## ARTICLE:
I've come across a few fascinating individual accounts, including one story that is too good to write about until I know for certain that I have read and understood all of the relevant sources.  Just to speak about collection 10W84, I'm amazed by just how many French citizens the SD just grabbed off of the street.  We only know about these people because the local French officials, often at the behest of the disappeareds' family members.  Some of them were imprisoned in local prisons first, and eventually deported for concentration camps, disappearing forever.  However, the most salient characteristic is that the vast majority were arrested for no known reason.  In all of the lists of such victims, under the column for the reason for arrest, the response is nearly always inconnu or ignoré.  If there is a reason given, the crime can be as light as having insulted a German officer, or selling gasoline on the black market.
On an unrelated note, I've just finished my first Shabbat in France!  The local congregation was out of town this weekend, so I just did things by myself, to as great a degree as possible.  When I saw my two baguettes peeking out from under their napkin, I really wanted to take a photograph.  I read a lot, and had a very lazy day: I needed the rest!
Finally, the Tours bus drivers have gone on strike.  They drive in the morning, but not in the evening: in other words, I need to walk home in the evening, which is kind of a pain.  It's so French, though!  On Friday, the union representatives were scheduled to meet the employers: I only hope that they came to a mutually satisfactory solution, so that I don't need to take the 90-minute walk back to my Youth Hostel.
Thank you all, so much, everyone who has Skyped or chatted with me, read or made Facebook comments on my blog.  I miss you all!

~JD

"There is nothing that has caused me to meditate more on Plato's secrecy and sphinx-like nature, than the happily-preserved petit fait that under the pillow of his death-bed there was found no "Bible," nor anything Egyptian, Pythagorean, or Platonic - but a book of Aristophanes.  How could even Plato have endured life - a Greek life which he repudiated - without Aristophanes!" (Nietzsche, Beyond Good and Evil, II.34).

Wednesday, June 20, 2012

First Day at the Archives

Rather than keep everyone in suspense, I'm going to blow the secret ending to this story right here, right now:
They let me in, and my research will be able to proceed as expected.
I was up at around 4:15 this morning, not because of jet lag, but because I needed to chat with someone on Facebook (we had actually agreed to meet at 3:00, but I slept through that by accident).  The conversation was entirely worth waking up at that time for, but it left me pretty tired for the rest of the morning.  I went through my morning routine, ate breakfast, and walked off to the Rue des Ursulines, where the Departmental Archives are located.

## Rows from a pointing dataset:
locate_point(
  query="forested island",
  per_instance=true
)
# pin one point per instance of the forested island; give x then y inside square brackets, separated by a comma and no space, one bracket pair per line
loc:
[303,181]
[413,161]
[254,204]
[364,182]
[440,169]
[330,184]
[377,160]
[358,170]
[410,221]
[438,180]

## WORK TO DO:
In the blog post, on what street are the Departmental Archives located?

## TASK ANSWER:
The Rue des Ursulines.